Segment Open

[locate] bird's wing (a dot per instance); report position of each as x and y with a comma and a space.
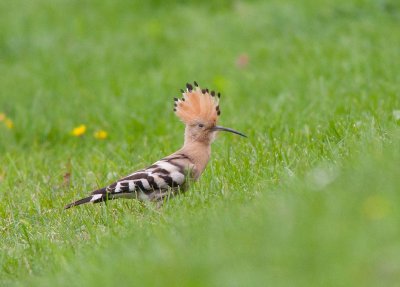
152, 183
170, 172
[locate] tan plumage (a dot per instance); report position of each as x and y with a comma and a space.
199, 111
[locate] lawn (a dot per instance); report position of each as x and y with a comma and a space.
309, 199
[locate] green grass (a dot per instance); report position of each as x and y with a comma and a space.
309, 199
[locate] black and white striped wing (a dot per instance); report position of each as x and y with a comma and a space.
152, 183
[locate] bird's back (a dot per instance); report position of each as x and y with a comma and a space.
163, 178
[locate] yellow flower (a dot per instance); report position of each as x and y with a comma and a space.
9, 123
100, 135
79, 131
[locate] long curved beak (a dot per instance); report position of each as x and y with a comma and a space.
219, 128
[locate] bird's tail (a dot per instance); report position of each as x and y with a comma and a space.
97, 196
79, 202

Segment Closed

*TASK REQUIREMENTS:* Your task is to write out, exactly, the line that holds "[locate] bird's back" and every line after it until the records end.

*SOLUTION TO THE EXERCISE:*
[locate] bird's back (a dot per instance); report position of each as x and y with a comma and a space.
163, 178
[locate] yellow flower (a dot per instance); report position of each as x and y with a comma and a space.
9, 123
100, 135
79, 131
[locate] long curved beak (a dot per instance); report position of each as x and y with a comma and a space.
219, 128
[locate] bird's tail (a dot per instance); report position of each as x and y with a comma and a space.
97, 196
79, 202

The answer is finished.